* [TASK PROMPT] Return every line of the items below word for word, leaving out the pictures.

ENTRIES SUPPLIED section start

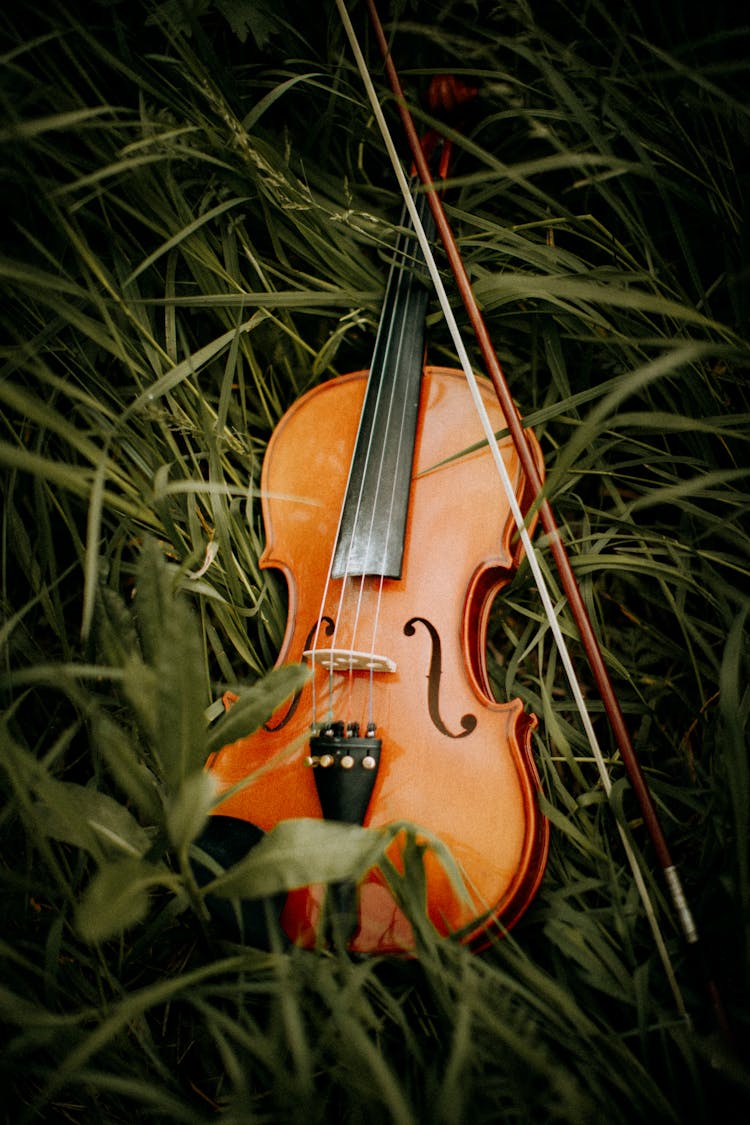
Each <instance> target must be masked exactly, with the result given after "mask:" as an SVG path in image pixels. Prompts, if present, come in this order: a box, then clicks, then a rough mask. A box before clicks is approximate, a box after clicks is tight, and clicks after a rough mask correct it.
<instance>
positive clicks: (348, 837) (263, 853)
mask: <svg viewBox="0 0 750 1125" xmlns="http://www.w3.org/2000/svg"><path fill="white" fill-rule="evenodd" d="M389 837H390V834H389V832H382V831H376V830H374V829H371V828H359V827H356V826H353V825H342V823H338V822H335V821H326V820H314V819H301V820H284V821H282V822H281V823H279V825H277V826H275V828H273V829H272V830H271V831H270V832H269V834H268V835H266V836H265V837H264V838H263V839H262V840H261V843H260V844H257V845H256V847H254V848H253V849H252V850H251V852H250V854H249V855H247V857H246V858H244V859H242V861H241V862H240V863H237V864H235V866H234V867H231V868H229V870H228V871H227V872H226V874H224V875H219V876H218V877H217V879H216V880H214V882H213V883H210V884H209V885H208V886H207V888H206V890H207V891H210V893H211V894H218V895H220V897H222V898H234V897H237V898H249V899H255V898H265V897H268V895H271V894H278V893H279V892H280V891H290V890H293V889H295V888H296V886H305V885H307V884H308V883H329V882H337V881H340V880H347V879H353V880H356V879H359V877H360V876H361V875H362V874H363V873H364V872H365V871H367V870H368V867H371V866H373V864H376V863H377V862H378V859H379V857H380V856H381V855H382V853H383V849H385V847H386V845H387V843H388V839H389Z"/></svg>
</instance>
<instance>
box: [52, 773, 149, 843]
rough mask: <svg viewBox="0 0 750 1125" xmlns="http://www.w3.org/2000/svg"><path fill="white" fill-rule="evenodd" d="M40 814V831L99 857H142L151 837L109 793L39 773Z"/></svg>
mask: <svg viewBox="0 0 750 1125" xmlns="http://www.w3.org/2000/svg"><path fill="white" fill-rule="evenodd" d="M36 789H37V792H38V793H39V798H40V800H39V802H38V804H37V805H36V816H37V820H38V826H39V830H40V831H43V832H44V834H45V836H51V837H52V838H53V839H57V840H63V841H65V843H66V844H74V845H75V846H76V847H82V848H84V849H85V850H87V852H90V853H91V855H93V856H97V857H99V858H101V857H103V856H106V855H112V854H123V853H126V854H127V855H132V856H133V855H135V856H141V855H143V854H144V852H145V850H146V849H147V847H148V845H150V843H151V840H150V837H148V834H147V832H146V831H145V830H144V829H143V828H142V827H141V825H138V822H137V821H136V820H135V819H134V817H133V816H132V814H130V813H129V812H128V810H127V809H126V808H125V807H124V805H121V804H119V803H118V802H117V801H116V800H115V799H114V798H111V796H107V794H106V793H99V792H98V791H97V790H96V789H87V787H84V786H83V785H76V784H75V783H74V782H67V781H55V780H54V778H53V777H48V776H39V778H38V781H37V785H36Z"/></svg>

ENTRIES SUPPLIED section end

* [EXERCISE ANSWER]
Each <instance> target must be masked exactly, with the result given after "mask:" as an SVG path in image pixels. Prompts, if present, come in this order: a box, then clicks, then a rough mask. A box before clicks is approximate, a box after clicks is tight, and clicks after a rough mask correct it.
<instance>
positive clicks: (348, 837) (263, 853)
mask: <svg viewBox="0 0 750 1125" xmlns="http://www.w3.org/2000/svg"><path fill="white" fill-rule="evenodd" d="M389 837H390V834H389V832H382V831H376V830H374V829H371V828H359V827H356V826H353V825H342V823H338V822H335V821H326V820H314V819H301V820H284V821H282V822H281V823H279V825H277V826H275V828H273V829H272V830H271V831H270V832H269V834H268V835H266V836H265V837H264V838H263V839H262V840H261V843H260V844H257V845H256V847H254V848H253V849H252V850H251V852H250V854H249V855H247V857H246V858H244V859H242V861H241V862H240V863H237V864H235V866H234V867H231V868H229V870H228V871H227V872H226V874H224V875H219V876H218V877H217V879H216V880H214V882H213V883H210V884H209V885H208V886H207V888H206V890H207V891H210V893H211V894H218V895H220V897H222V898H234V897H237V898H249V899H255V898H265V897H268V895H271V894H278V893H279V892H280V891H290V890H293V889H295V888H296V886H305V885H307V884H308V883H329V882H337V881H340V880H347V879H353V880H356V879H359V877H360V876H361V875H362V874H363V873H364V872H365V871H367V870H368V867H371V866H373V864H376V863H377V862H378V859H379V857H380V856H381V855H382V853H383V849H385V847H386V845H387V843H388V839H389Z"/></svg>
</instance>
<instance>
box: [52, 773, 149, 843]
rough mask: <svg viewBox="0 0 750 1125" xmlns="http://www.w3.org/2000/svg"><path fill="white" fill-rule="evenodd" d="M40 814V831L99 857H142L151 837L109 793L39 773Z"/></svg>
mask: <svg viewBox="0 0 750 1125" xmlns="http://www.w3.org/2000/svg"><path fill="white" fill-rule="evenodd" d="M36 789H37V792H38V793H39V798H40V800H39V802H38V804H37V805H36V816H37V820H38V826H39V830H40V831H43V832H44V834H45V836H51V837H52V838H53V839H57V840H63V841H65V843H66V844H74V845H75V846H76V847H82V848H84V849H85V850H87V852H90V853H91V855H93V856H97V857H99V858H101V857H103V856H106V855H112V854H123V853H126V854H127V855H132V856H133V855H135V856H141V855H143V854H144V852H145V850H146V849H147V847H148V845H150V843H151V840H150V837H148V834H147V832H146V831H145V830H144V829H143V828H142V827H141V825H138V822H137V821H136V820H135V819H134V817H133V816H132V814H130V813H129V812H128V810H127V809H126V808H125V807H124V805H121V804H119V803H118V802H117V801H116V800H115V799H114V798H111V796H107V794H106V793H99V792H98V791H97V790H96V789H87V787H84V786H83V785H76V784H75V783H74V782H67V781H55V780H54V778H53V777H48V776H39V778H38V781H37V785H36Z"/></svg>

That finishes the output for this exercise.